§ Problem
Copy every one of the records below word for word, leaving nothing out and changing nothing.

§ Supplied records
** Begin **

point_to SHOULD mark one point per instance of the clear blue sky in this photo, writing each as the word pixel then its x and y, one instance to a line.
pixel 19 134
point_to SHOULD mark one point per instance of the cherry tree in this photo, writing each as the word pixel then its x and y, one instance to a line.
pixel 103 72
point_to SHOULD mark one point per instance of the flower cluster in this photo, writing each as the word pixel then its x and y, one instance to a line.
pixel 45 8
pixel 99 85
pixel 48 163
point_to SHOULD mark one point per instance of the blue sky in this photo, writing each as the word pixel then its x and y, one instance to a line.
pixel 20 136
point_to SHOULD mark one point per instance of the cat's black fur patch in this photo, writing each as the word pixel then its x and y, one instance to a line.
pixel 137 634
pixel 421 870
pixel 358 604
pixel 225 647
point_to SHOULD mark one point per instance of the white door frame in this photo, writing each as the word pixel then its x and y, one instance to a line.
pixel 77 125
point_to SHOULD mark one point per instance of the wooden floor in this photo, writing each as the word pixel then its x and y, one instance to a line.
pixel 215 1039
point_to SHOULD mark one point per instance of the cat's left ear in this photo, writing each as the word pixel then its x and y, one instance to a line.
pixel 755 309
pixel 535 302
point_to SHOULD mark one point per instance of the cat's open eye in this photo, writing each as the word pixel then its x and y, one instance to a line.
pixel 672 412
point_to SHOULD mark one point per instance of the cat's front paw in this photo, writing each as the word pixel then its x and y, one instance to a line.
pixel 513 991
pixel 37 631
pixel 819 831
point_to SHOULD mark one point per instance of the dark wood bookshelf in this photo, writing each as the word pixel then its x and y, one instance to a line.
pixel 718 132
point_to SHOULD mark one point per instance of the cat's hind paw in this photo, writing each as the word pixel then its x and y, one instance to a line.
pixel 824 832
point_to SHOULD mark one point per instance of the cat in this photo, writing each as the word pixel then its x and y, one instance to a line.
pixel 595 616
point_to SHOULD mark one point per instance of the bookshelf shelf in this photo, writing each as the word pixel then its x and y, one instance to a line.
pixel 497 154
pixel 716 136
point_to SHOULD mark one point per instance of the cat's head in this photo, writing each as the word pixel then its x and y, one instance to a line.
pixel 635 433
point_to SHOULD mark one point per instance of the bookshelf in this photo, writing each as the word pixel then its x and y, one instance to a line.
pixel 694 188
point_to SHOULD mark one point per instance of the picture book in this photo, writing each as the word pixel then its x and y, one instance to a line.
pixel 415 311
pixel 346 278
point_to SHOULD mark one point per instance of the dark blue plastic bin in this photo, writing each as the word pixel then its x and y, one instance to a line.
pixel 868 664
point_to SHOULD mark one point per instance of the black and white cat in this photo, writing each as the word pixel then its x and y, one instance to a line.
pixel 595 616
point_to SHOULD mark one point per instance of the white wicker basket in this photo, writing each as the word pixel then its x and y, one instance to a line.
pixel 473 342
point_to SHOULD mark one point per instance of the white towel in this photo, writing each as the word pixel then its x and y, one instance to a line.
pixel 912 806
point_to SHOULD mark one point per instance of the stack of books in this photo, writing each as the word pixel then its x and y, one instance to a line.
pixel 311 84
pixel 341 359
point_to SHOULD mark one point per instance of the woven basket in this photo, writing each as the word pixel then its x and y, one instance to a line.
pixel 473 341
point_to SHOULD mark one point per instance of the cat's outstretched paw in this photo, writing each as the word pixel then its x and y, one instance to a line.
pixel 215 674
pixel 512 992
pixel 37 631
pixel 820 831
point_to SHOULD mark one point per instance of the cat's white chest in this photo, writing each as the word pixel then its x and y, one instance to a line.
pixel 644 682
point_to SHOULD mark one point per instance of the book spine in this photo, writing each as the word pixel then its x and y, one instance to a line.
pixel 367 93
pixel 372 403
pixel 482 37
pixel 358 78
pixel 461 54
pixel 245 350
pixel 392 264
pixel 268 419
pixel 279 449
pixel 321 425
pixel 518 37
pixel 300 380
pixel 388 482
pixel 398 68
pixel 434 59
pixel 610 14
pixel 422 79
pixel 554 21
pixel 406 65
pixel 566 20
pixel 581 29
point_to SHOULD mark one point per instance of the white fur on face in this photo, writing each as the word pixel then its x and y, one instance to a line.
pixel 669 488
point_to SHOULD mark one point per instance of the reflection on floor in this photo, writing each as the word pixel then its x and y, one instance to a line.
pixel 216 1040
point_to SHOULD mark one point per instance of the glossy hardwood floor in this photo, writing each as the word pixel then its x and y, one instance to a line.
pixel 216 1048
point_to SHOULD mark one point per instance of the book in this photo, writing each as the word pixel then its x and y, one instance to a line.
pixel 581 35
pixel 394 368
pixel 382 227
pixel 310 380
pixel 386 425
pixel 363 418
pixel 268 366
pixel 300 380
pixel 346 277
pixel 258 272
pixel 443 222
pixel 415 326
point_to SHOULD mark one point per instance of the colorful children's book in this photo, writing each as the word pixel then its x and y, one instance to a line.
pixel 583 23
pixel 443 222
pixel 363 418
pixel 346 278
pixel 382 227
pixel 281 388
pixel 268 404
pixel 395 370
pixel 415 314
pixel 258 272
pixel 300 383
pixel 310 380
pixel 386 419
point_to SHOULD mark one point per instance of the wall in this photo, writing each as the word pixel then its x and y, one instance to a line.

** End **

§ Full solution
point_to SHOULD mark one point per instance of the clear blue sky in this photo, writing each as the word pixel then its x and y, one instance to a line.
pixel 19 134
point_to SHOULD mark one point per instance of the cherry tree in this photo, writing each as the word pixel then its x and y, one instance to a line.
pixel 103 72
point_to SHOULD mark one point per instance of the flower cluster in this photo, writing each as the word pixel then its x and y, one instance to a line.
pixel 45 8
pixel 99 85
pixel 48 163
point_to SHOULD mark one point per instance of the blue sky in this photo, writing each as the word pixel then its x and y, one instance to a line.
pixel 20 136
point_to SHOULD mark one point per instance of the cat's black fur patch in this photo, writing each as the word pixel then its x and y, one instance to a line.
pixel 137 634
pixel 421 870
pixel 358 604
pixel 225 647
point_to SHOULD mark one point per instance of the white door frame in this photo, writing each as the word pixel then its x and y, one instance to a line.
pixel 77 125
point_to SHOULD mark one point per instance of the wooden floor in this photo, writing each as the word pixel then its x and y, one instance to a line.
pixel 215 1039
point_to SHOULD mark one point per instance of the cat's left ear in this photo, writing each as the word pixel then its x and y, one instance to a line.
pixel 755 309
pixel 535 302
point_to SHOULD mark one point per instance of the cat's open eye in this photo, writing each as the word pixel then its x and y, one instance to a line.
pixel 672 412
point_to SHOULD mark one point per instance of the cat's front paw in this photo, writing each as the word pixel then its x and y, one instance to a line.
pixel 513 991
pixel 37 631
pixel 819 831
point_to SHOULD mark one point per instance of the dark wood bookshelf in this photo, writing each as the word pixel then its x and y, one instance to a line.
pixel 718 132
point_to SHOULD mark one point per instance of the cat's hind paw in this photo, writing each as the word pixel then its x and y, one instance to a line.
pixel 824 832
point_to SHOULD mark one point per instance of the cat in this photo, writing each as the word pixel then its x and y, one instance to a line.
pixel 595 616
point_to SHOULD mark one point per instance of the bookshelf shelf in this photo, writing each as the word pixel then its x and y, one instance to a line.
pixel 497 154
pixel 716 136
point_to SHOULD mark one point per instance of the cat's head in this photo, writing each as the word pixel then its x and y, one instance to a line.
pixel 635 433
point_to SHOULD mark one point per instance of the bookshelf in this photo, writing each as the word pixel then its x and y, one instance to a line.
pixel 694 188
point_to SHOULD mark one point per instance of the picture book in this photo, writing each as the word pixel then its x and y, one instance to a line.
pixel 415 311
pixel 346 278
point_to SHOULD mark one point per instance of the dark blue plastic bin in this photo, writing each as the word pixel then its x and y, one instance to a line.
pixel 868 664
point_to SHOULD mark one point per instance of the black and white cat in this photo, writing each as the word pixel then its x and y, one instance to a line.
pixel 595 616
point_to SHOULD mark one point per instance of the white wicker basket in this photo, writing each as the word pixel then its x and y, one instance to a line.
pixel 473 342
point_to SHOULD mark one point per instance of the white towel in this photo, writing each as the word pixel then its x and y, one instance to a line.
pixel 912 806
point_to SHOULD mark one point per instance of the stack of books in this photo, writing each as the word pixel then its x and y, one instance to a line.
pixel 311 84
pixel 341 359
point_to SHOULD mark one point per instance of the woven basket in this photo, writing each as the word pixel then its x and y, one instance to a line.
pixel 473 341
point_to SHOULD mark one point per instance of the cat's outstretched paw in this photo, writing each as the word pixel then its x and y, one instance to a line.
pixel 215 674
pixel 512 992
pixel 37 631
pixel 820 831
point_to SHOULD mark one point per instance of the cat's white chest in this photo, writing each as the word pixel then its x and y, one instance to a line.
pixel 644 682
point_to SHOULD mark one point per instance of the book spine in this photo, writing each as the word pixel then its x and y, one instance to a line.
pixel 367 93
pixel 372 403
pixel 482 37
pixel 358 78
pixel 461 54
pixel 245 350
pixel 392 264
pixel 268 419
pixel 279 449
pixel 321 425
pixel 518 37
pixel 300 380
pixel 388 482
pixel 398 68
pixel 434 59
pixel 610 14
pixel 422 79
pixel 554 21
pixel 406 65
pixel 566 20
pixel 581 29
point_to SHOULD mark one point per instance of the white fur on face in this photo, writing each as the word pixel then its x and y, one instance to a line.
pixel 669 488
point_to SHOULD mark one point per instance of the reflection on floor in this photo, writing each as the word pixel then its x and y, one instance to a line.
pixel 216 1040
point_to SHOULD mark one point per instance of the glossy hardwood floor in this photo, writing each as the word pixel then its x and y, one instance to a line.
pixel 216 1048
point_to SHOULD mark one point per instance of the book in this photo, writing each as the word pixel then its x and y, one instance to a line.
pixel 581 35
pixel 394 368
pixel 382 227
pixel 310 380
pixel 386 425
pixel 363 418
pixel 268 366
pixel 300 380
pixel 346 277
pixel 258 272
pixel 443 222
pixel 415 326
point_to SHOULD mark one point per instance of the colorful children's book in this photo, writing each as the word pixel then its x and y, one instance to a line.
pixel 583 23
pixel 443 222
pixel 363 418
pixel 346 278
pixel 382 227
pixel 281 388
pixel 268 404
pixel 395 370
pixel 415 314
pixel 258 272
pixel 300 383
pixel 310 380
pixel 386 419
point_to SHOULD mark one point per instance of the wall in this photo, writing each as the word pixel then its x and y, one instance to a line.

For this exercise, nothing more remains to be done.